» SHORT EXERCISE: Leaving out every picture, quote the data below exactly as it appears.

====== EXCERPTED DATA ======

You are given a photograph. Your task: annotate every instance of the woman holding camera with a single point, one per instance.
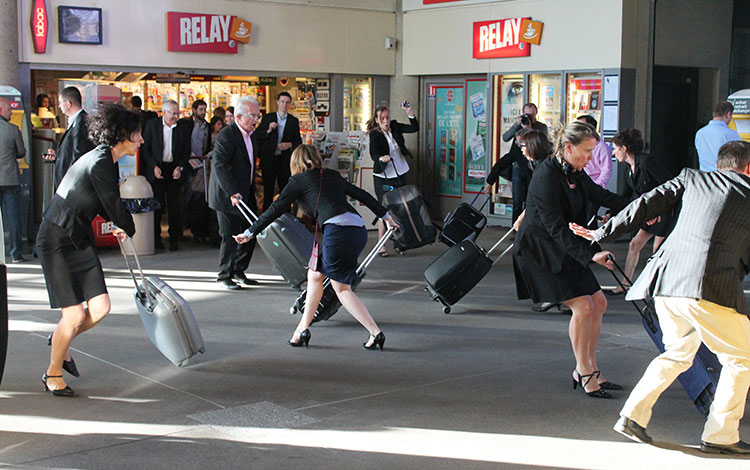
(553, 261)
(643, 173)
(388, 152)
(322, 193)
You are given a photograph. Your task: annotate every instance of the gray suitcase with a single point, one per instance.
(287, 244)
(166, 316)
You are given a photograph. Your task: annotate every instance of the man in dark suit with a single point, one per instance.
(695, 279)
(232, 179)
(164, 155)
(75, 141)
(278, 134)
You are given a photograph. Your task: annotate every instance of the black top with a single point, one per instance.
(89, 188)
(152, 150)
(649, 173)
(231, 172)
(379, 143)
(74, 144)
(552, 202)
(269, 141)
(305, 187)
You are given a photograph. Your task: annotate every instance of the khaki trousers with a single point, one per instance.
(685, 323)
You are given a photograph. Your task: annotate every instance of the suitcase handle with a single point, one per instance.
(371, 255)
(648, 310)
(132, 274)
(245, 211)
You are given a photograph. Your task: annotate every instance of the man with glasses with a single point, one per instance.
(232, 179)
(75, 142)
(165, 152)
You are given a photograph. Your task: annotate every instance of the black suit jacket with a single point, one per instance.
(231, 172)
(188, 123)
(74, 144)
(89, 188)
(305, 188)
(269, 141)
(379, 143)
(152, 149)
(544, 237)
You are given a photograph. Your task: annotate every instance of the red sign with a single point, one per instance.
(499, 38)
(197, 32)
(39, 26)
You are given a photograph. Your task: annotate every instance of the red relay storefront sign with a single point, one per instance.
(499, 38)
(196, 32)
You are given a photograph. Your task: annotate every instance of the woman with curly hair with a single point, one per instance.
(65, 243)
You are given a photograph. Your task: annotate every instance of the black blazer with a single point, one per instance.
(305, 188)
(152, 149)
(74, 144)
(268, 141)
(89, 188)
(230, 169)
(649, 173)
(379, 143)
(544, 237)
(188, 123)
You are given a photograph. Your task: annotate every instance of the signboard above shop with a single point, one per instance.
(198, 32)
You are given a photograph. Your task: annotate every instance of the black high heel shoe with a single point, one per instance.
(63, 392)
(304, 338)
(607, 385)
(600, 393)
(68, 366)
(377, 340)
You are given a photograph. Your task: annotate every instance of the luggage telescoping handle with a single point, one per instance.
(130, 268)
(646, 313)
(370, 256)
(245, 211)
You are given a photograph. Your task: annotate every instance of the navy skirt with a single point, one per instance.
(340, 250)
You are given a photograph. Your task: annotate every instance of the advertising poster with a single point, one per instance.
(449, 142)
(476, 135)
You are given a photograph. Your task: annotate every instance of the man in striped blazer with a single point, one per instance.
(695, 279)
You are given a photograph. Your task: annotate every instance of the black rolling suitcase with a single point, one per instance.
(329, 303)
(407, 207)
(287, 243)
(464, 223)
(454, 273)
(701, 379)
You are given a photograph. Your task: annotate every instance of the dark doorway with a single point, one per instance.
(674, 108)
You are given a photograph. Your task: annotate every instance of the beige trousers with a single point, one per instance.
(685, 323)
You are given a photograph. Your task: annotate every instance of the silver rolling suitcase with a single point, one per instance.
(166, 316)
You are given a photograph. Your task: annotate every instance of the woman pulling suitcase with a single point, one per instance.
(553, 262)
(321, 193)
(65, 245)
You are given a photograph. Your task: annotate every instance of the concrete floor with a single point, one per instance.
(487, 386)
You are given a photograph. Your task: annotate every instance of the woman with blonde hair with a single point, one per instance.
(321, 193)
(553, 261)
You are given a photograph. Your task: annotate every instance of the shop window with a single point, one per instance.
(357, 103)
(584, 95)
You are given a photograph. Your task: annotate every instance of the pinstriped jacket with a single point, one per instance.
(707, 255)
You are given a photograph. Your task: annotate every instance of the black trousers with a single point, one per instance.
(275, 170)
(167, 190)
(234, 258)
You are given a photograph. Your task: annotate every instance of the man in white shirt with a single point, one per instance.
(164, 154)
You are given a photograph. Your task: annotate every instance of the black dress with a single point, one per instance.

======

» THE RESULT:
You are given a photograph. Your task: annotate every instance of the woman holding camera with a single point, one per instance.
(553, 261)
(643, 173)
(388, 152)
(322, 193)
You are given a photograph. Your task: annotate every instance of the gray suitcase with a single point, one per instance.
(287, 244)
(166, 316)
You are given a photograph. Your task: annotate every instance of the man in dark suit with a single point, one per instance.
(695, 279)
(232, 179)
(164, 155)
(75, 141)
(278, 134)
You are given a photograph. Your task: annotate every instance of the black top with a single point, one per instance.
(89, 188)
(152, 150)
(649, 173)
(231, 172)
(379, 143)
(74, 144)
(552, 202)
(269, 141)
(305, 187)
You are given a photograph. Your task: annotate every instance of the khaki trousers with a single point, one per instance.
(685, 323)
You are given a photograph. Your task: annotate every instance of the suitcase handle with a single point, one per instance.
(371, 255)
(648, 310)
(132, 274)
(245, 211)
You are given a photograph. Your task: annotate every instance of the man with glasses with a single point, one per instance.
(232, 179)
(75, 142)
(165, 152)
You are given a photograph. Your task: annotate every instance of the black suit jacket with a single point, one per instance.
(231, 172)
(188, 123)
(74, 144)
(89, 188)
(305, 188)
(269, 141)
(379, 143)
(152, 149)
(544, 237)
You are given a photograph. Your task: annotate every instance of the red sign with a single point, one per instance.
(499, 38)
(197, 32)
(39, 26)
You are given a photograph. Your task: annotate every instance of the red relay storefront sign with a single point, one per instance.
(499, 38)
(196, 32)
You are given a photograph. Your task: annotate every instance of the woman with curly hair with a single point, one per instance.
(65, 243)
You are given a photograph. Your task: annotate every instance of the black blazer with a single point, one per instance.
(305, 188)
(152, 149)
(74, 144)
(268, 141)
(89, 188)
(230, 169)
(649, 173)
(379, 143)
(544, 237)
(188, 123)
You are given a photograph. Your task: annotate every instance of the signboard above shop with a single point, one per instance.
(198, 32)
You are given a photograph. Your task: annotate every instance of the black high heel shoe with a single point, one per instance.
(63, 392)
(304, 338)
(607, 385)
(600, 393)
(68, 366)
(377, 340)
You are given a photograph. Your task: annotate every instance of the luggage telescoping handle with a single point, one per instance.
(130, 268)
(646, 313)
(370, 256)
(245, 211)
You are given a photograph. Your task: annotate every instance of the navy skirt with a single point, one per instance.
(340, 250)
You are given a photograph. Your task: annotate every instance of the advertising poster with a single point, one per instance.
(449, 142)
(476, 135)
You are given a photograph. Your task: annotate every instance of the man in striped blazer with a single point, one per instance.
(695, 279)
You are given a photograph. Your task: annotate every instance of the black rolling suitcase with a single point, one per instance.
(329, 303)
(407, 207)
(287, 243)
(464, 223)
(454, 273)
(701, 379)
You are given a photograph. Your task: annotate every instance of the dark doorway with a single point, one per instance.
(674, 108)
You are given a photograph. Your task: annotate every instance of the beige trousers with a single point, one per instance.
(685, 323)
You are given a photograph. Your task: annotate every instance of the silver rolling suitcase with a single point, one per instance.
(166, 316)
You are given a photograph. Your task: annotate every instance of the woman pulling suitcase with a single point, one per instance.
(553, 262)
(321, 193)
(65, 245)
You are given a photograph. Your task: annotate every instance of the concrete floor with a single point, one per instance.
(487, 386)
You are given a photograph. Your task: annotate every instance of the woman with blonde hair with a single point, one per instance.
(321, 193)
(553, 261)
You are given a photograph. Your task: annotate every instance of the shop window with a single point, one per instance.
(357, 103)
(584, 95)
You are given a photograph. Your task: annotate every instance of the pinstriped jacket with a single point, one per instance.
(707, 255)
You are given a photograph. Your task: annotate every instance of the black trousers with a single point, one per instance.
(275, 170)
(167, 190)
(234, 258)
You are given a photograph. Your task: annotate every instance of the man in white shirt with a single point, one per instance.
(164, 154)
You are given a photograph. Your task: annotate every instance of the black dress with a single point, one per instance.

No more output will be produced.